▶ _INSTRUCTIONS FOR THE TASK_: Can you reproduce the lines below verbatim, from the very first one through the line containing "top-left (0, 68), bottom-right (455, 563)", including both ends, and leave the pictures out of your answer?

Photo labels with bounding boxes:
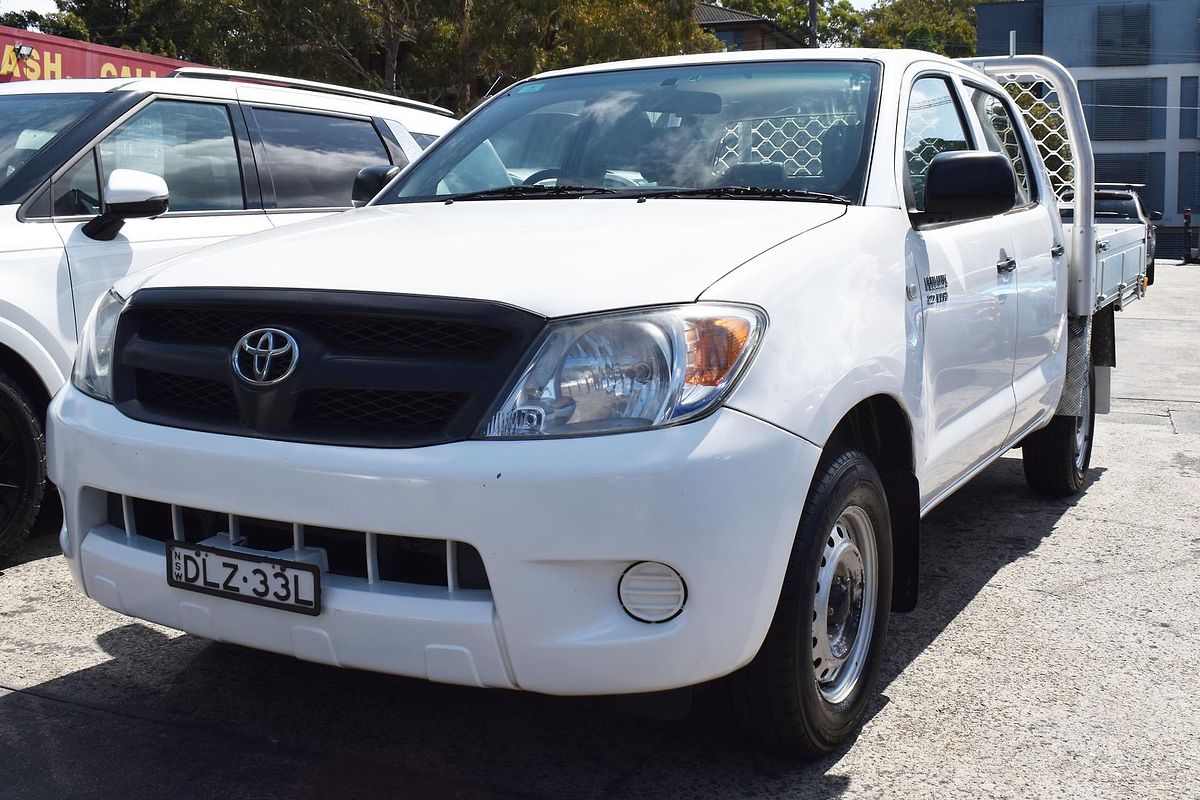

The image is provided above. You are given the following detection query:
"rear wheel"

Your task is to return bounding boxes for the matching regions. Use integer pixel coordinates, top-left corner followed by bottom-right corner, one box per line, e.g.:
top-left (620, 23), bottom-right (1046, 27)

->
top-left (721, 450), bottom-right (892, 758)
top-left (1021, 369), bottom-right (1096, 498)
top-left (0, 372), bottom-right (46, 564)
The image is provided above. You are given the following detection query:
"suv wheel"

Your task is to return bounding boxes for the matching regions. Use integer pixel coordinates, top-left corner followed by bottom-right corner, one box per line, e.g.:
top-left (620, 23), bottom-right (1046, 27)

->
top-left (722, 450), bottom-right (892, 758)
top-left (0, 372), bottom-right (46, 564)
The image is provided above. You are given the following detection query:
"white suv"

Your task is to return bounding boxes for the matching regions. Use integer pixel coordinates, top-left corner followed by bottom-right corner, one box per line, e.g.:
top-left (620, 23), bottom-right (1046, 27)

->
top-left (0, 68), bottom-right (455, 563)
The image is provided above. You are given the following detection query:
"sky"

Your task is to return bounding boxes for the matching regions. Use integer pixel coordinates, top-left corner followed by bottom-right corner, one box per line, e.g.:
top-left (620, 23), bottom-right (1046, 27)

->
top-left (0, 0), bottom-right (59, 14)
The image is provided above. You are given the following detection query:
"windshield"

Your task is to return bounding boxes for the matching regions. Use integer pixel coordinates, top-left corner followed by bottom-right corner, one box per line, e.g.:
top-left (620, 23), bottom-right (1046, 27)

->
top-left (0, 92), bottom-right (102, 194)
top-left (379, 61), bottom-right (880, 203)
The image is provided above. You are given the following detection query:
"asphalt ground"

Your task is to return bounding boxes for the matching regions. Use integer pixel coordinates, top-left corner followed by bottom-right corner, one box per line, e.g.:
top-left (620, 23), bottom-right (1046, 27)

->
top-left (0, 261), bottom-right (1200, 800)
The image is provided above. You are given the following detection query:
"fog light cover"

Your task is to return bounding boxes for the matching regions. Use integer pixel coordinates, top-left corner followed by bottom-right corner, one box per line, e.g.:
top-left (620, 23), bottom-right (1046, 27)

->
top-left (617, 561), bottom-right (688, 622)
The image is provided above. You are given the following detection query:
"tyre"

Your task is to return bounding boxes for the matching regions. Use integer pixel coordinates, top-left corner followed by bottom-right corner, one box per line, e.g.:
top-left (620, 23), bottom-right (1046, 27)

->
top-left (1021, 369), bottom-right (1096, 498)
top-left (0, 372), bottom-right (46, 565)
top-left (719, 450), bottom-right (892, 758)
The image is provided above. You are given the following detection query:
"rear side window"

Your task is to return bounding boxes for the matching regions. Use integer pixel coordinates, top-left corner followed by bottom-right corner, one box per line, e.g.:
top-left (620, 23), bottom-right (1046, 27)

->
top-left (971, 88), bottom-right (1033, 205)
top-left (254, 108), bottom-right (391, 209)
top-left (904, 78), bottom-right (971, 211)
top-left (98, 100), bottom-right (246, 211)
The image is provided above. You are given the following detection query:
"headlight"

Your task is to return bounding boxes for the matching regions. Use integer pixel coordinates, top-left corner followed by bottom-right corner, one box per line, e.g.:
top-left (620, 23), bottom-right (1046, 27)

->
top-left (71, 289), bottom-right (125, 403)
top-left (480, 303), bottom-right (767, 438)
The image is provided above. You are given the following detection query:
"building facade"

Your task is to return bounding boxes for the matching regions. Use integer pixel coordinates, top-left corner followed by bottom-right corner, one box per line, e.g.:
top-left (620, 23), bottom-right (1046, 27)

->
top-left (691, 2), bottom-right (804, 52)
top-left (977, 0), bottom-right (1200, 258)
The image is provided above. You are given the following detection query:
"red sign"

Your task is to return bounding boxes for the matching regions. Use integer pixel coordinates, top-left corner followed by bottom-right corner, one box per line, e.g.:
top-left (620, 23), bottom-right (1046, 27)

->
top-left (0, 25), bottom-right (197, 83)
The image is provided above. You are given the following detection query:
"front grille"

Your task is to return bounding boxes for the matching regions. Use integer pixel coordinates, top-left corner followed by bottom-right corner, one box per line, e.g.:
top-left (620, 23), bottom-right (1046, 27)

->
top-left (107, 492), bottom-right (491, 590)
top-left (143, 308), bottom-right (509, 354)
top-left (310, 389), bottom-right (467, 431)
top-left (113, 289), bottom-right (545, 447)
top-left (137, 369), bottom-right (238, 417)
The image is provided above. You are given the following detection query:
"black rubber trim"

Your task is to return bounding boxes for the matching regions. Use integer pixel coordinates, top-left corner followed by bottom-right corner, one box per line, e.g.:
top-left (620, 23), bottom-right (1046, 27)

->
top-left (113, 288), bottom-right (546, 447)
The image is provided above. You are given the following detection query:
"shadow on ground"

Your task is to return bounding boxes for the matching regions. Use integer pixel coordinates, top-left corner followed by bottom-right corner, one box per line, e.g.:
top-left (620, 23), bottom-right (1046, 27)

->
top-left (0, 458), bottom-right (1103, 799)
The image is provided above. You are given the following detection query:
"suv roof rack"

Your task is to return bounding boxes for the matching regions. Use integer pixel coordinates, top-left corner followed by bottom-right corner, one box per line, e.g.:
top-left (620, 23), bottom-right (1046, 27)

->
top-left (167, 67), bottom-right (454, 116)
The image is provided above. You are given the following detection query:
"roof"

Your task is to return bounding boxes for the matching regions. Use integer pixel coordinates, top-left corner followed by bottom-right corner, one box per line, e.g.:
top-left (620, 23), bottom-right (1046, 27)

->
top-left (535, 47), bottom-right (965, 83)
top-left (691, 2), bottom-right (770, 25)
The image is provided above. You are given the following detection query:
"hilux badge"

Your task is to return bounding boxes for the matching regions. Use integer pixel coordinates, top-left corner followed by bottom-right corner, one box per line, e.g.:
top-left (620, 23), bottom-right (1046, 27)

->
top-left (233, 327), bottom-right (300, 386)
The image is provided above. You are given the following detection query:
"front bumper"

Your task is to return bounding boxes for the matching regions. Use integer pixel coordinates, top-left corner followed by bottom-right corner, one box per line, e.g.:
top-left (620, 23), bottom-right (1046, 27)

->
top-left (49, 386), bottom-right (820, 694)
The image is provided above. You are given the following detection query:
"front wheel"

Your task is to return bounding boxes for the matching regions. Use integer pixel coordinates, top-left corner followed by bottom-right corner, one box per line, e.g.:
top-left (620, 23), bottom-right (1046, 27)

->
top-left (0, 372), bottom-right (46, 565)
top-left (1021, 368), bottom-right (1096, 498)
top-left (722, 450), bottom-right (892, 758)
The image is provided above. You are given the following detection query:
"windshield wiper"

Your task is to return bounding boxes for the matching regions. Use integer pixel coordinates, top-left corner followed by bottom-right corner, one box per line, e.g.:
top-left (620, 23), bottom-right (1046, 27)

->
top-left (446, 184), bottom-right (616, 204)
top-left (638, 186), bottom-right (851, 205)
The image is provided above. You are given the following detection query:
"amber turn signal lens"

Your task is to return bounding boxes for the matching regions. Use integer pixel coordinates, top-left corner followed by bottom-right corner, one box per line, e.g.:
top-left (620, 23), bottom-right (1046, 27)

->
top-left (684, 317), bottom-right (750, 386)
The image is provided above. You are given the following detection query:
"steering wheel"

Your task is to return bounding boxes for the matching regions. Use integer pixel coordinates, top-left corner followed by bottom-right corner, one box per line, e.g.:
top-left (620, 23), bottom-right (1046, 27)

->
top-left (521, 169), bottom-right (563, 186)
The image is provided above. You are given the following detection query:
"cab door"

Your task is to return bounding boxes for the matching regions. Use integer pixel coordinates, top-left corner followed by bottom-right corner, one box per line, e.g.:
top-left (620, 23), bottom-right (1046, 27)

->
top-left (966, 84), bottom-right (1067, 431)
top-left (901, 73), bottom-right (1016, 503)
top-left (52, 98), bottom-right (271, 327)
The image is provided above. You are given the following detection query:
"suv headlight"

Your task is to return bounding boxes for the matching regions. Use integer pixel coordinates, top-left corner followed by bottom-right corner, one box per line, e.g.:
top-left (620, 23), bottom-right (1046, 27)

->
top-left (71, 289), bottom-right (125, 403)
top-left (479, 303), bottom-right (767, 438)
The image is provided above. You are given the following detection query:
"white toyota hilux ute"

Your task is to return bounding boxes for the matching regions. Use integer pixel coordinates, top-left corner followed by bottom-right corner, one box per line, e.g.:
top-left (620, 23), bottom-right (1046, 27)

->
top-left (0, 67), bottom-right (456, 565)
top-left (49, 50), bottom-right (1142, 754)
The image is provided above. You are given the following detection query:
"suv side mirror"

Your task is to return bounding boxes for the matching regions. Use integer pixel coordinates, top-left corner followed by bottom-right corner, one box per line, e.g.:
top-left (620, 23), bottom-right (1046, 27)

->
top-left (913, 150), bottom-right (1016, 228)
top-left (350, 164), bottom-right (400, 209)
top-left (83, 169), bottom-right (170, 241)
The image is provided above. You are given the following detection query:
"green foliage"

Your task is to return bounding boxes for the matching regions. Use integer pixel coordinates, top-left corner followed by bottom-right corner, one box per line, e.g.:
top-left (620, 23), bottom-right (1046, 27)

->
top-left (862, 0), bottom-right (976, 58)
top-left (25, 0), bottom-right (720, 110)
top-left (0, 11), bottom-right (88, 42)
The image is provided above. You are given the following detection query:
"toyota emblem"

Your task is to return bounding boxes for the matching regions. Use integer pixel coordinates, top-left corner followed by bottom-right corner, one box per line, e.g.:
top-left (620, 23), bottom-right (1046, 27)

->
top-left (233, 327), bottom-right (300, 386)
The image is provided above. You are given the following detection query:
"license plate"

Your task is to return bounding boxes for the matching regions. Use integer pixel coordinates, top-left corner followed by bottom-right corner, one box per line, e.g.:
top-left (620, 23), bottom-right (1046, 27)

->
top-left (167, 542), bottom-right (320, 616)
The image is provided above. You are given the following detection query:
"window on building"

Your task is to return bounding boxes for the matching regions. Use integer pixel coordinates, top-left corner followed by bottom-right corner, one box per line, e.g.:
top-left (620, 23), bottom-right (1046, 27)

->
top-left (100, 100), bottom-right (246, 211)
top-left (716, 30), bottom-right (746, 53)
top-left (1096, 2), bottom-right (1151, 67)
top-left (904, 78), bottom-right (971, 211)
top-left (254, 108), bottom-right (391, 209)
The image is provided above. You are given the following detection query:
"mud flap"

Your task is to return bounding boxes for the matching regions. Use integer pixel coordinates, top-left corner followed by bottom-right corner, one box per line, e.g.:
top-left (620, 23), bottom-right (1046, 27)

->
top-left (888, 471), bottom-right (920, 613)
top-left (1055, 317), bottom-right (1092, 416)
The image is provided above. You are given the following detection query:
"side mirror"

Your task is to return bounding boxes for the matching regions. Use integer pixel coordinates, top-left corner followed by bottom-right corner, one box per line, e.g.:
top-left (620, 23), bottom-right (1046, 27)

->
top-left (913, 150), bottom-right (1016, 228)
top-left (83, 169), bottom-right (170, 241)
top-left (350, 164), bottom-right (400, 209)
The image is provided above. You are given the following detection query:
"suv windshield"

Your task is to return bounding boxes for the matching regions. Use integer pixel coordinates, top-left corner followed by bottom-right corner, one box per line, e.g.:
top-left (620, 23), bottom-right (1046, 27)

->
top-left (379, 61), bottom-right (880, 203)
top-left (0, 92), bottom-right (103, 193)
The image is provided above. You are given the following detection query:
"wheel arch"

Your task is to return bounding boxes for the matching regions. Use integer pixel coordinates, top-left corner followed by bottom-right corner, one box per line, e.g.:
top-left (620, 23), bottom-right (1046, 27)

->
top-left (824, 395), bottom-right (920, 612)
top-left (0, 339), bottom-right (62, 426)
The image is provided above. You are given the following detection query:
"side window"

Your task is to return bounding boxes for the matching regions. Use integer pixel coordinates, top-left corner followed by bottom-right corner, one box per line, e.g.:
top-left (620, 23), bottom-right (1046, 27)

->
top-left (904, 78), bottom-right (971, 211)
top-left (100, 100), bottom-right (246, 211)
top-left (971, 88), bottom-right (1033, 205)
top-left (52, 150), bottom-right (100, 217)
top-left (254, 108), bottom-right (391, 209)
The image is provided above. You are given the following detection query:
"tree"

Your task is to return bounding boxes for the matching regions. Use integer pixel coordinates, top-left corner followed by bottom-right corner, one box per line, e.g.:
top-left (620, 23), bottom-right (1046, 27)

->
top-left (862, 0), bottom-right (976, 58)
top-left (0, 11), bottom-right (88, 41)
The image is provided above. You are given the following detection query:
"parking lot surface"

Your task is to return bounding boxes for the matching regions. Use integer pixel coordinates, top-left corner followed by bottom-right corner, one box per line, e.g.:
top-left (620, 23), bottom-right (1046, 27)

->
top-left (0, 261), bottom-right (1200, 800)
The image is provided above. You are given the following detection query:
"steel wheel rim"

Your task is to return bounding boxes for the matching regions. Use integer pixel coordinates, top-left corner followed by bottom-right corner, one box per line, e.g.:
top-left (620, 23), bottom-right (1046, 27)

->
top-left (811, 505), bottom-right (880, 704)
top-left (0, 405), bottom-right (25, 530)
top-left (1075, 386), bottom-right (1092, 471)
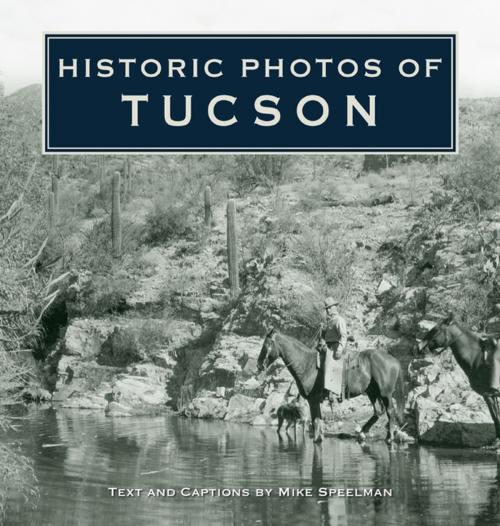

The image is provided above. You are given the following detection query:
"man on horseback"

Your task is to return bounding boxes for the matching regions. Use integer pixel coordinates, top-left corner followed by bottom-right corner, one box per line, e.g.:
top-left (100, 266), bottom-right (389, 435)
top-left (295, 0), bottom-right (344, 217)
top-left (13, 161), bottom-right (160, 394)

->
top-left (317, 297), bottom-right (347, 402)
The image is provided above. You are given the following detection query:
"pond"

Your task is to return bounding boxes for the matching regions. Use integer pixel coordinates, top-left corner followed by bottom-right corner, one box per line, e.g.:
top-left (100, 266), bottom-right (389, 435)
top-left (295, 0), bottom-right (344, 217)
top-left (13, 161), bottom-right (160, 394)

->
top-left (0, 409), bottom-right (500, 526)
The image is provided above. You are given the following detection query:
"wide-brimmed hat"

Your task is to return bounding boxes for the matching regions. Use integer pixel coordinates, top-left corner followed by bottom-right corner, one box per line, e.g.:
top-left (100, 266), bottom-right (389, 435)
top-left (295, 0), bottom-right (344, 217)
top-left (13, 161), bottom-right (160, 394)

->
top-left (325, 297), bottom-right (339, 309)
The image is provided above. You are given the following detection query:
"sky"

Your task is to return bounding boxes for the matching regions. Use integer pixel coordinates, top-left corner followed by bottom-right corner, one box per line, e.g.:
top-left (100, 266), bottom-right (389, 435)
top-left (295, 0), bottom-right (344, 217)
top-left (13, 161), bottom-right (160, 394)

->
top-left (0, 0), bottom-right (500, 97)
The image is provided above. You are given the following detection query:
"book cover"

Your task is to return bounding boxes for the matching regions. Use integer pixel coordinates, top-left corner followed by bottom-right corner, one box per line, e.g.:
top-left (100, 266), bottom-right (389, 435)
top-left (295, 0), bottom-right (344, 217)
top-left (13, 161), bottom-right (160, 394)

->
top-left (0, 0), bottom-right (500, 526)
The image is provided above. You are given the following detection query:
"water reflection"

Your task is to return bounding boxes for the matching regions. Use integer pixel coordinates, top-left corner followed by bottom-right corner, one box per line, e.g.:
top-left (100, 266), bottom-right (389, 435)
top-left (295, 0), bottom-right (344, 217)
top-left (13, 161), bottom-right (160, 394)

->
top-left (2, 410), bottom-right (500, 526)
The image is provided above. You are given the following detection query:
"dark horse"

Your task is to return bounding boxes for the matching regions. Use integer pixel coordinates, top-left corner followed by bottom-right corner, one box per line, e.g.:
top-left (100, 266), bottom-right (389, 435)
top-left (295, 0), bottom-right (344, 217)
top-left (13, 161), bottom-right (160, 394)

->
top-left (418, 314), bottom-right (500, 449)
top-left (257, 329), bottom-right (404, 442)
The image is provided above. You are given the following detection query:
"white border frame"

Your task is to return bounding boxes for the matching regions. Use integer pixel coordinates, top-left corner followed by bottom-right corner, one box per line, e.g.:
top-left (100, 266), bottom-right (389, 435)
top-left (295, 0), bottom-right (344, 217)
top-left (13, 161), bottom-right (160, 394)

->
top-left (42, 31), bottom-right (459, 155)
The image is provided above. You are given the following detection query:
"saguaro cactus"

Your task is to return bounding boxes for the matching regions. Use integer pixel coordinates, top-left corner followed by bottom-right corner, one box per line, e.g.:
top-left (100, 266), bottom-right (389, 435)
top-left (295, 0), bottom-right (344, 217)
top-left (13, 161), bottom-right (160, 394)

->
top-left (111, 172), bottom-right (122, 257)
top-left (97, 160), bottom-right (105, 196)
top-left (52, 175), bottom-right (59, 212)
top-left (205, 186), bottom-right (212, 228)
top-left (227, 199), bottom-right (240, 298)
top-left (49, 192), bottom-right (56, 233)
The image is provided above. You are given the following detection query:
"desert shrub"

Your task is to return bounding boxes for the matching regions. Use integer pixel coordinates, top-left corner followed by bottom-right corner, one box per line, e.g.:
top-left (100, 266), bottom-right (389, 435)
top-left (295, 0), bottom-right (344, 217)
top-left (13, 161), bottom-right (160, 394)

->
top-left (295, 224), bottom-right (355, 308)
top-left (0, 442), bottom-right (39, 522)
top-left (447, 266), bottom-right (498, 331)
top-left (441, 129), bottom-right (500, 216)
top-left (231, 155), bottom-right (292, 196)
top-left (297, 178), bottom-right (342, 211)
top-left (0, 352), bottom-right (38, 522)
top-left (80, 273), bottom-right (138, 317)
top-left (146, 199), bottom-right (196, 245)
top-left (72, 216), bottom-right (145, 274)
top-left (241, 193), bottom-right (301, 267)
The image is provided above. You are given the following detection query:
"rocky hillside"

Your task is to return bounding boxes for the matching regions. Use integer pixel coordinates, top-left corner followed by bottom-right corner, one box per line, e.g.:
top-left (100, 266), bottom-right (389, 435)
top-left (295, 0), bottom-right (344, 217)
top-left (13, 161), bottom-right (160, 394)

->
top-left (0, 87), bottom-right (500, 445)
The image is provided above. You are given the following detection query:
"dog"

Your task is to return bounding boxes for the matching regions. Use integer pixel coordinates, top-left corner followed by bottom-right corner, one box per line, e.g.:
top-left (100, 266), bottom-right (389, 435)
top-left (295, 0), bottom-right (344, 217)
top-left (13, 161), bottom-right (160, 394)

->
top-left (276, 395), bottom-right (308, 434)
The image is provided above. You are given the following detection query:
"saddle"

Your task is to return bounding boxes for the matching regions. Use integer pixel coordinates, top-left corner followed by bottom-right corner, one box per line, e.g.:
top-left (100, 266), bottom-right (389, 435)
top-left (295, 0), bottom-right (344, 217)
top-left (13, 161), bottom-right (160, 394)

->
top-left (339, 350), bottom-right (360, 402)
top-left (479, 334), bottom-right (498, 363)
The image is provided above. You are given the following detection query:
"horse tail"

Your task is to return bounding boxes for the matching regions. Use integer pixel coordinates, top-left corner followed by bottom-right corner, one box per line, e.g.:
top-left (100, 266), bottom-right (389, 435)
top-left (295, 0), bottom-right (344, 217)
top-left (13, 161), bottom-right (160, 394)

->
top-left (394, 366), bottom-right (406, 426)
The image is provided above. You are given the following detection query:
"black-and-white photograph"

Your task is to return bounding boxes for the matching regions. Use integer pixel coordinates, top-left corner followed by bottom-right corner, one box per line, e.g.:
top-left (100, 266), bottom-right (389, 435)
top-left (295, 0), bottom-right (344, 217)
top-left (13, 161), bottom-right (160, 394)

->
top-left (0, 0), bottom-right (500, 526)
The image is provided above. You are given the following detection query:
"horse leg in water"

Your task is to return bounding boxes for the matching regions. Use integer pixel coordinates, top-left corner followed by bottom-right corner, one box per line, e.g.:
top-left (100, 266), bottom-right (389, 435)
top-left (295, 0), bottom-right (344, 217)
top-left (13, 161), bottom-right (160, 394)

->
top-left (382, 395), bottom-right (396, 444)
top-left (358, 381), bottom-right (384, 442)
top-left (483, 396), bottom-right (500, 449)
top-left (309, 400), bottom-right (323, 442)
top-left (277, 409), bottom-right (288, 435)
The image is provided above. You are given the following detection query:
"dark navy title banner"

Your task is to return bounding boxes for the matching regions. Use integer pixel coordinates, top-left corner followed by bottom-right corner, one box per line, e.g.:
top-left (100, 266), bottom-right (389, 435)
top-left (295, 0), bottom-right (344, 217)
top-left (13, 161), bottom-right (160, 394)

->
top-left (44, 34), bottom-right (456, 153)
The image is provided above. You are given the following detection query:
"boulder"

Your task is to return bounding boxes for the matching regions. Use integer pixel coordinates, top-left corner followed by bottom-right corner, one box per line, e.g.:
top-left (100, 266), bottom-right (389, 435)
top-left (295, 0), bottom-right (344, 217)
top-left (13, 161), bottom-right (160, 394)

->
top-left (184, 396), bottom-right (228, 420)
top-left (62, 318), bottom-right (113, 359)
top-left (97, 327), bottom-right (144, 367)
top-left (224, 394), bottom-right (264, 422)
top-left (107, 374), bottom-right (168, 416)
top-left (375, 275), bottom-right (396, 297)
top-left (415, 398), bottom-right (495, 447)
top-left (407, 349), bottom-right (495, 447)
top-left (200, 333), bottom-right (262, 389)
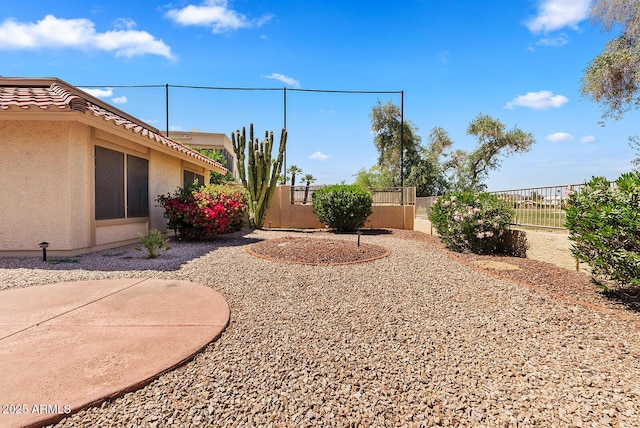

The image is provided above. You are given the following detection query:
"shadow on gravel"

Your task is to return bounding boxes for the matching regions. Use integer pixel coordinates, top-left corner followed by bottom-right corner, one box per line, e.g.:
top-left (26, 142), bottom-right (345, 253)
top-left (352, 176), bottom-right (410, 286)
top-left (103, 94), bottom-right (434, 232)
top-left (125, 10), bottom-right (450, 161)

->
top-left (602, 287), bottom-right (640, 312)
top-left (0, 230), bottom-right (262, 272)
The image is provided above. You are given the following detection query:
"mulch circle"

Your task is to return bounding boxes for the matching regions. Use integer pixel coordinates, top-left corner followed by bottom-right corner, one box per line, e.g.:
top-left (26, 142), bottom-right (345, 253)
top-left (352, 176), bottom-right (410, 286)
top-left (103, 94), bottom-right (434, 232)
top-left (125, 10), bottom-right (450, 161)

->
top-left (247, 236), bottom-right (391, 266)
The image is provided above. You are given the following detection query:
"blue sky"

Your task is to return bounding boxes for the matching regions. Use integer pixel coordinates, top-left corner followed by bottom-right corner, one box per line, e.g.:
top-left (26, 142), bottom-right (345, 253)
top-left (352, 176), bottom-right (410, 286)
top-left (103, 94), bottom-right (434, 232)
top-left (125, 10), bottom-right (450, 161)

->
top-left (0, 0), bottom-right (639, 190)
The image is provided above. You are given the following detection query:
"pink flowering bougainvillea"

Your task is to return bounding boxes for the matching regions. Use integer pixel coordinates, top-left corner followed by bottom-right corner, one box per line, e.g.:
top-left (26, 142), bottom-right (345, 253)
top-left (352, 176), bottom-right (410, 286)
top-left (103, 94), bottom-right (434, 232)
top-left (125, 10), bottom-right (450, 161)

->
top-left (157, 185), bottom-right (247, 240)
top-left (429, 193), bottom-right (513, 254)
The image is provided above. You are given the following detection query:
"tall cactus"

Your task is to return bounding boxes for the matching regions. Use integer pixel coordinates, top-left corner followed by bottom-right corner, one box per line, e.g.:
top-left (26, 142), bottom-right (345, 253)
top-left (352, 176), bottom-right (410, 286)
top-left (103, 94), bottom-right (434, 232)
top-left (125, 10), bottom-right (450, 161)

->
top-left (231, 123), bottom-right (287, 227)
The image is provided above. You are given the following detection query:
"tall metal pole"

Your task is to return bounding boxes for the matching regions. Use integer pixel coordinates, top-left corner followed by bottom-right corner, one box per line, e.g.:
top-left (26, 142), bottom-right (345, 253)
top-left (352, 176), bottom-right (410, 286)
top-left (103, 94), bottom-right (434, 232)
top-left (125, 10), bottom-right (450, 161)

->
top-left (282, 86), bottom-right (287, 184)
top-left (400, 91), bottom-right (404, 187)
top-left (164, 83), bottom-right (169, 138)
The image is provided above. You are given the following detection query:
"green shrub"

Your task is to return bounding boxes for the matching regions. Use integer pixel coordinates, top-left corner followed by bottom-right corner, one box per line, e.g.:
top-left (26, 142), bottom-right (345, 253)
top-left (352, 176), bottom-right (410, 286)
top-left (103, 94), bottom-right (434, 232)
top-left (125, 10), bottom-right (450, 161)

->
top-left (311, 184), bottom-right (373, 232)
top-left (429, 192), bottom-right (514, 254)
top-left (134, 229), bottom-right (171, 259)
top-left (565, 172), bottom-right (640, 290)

▶ _TASK OUTPUT_:
The image is provided above. You are given the following detection query:
"rear wheel"

Your task is to return bounding boxes for the matching regions. Use integer pixel coordinates, top-left corner followed by bottom-right corner, one box per line, e.g.:
top-left (620, 23), bottom-right (1046, 27)

->
top-left (721, 450), bottom-right (892, 758)
top-left (1021, 369), bottom-right (1096, 498)
top-left (0, 372), bottom-right (46, 564)
The image is provided above. You are given the following detection query:
"suv wheel"

Your task is to return bounding boxes for the matching regions. Use integer pixel coordinates, top-left corner followed by bottom-right corner, one box per line, e.g.:
top-left (620, 23), bottom-right (1046, 27)

->
top-left (722, 450), bottom-right (892, 758)
top-left (0, 372), bottom-right (46, 564)
The image is provided above. You are given the following detection query:
"white suv"

Your task is to return bounding boxes for the matching regions. Use integer pixel coordinates, top-left corner followed by bottom-right corner, one box per line, e.g.:
top-left (620, 23), bottom-right (1046, 27)

->
top-left (0, 68), bottom-right (455, 563)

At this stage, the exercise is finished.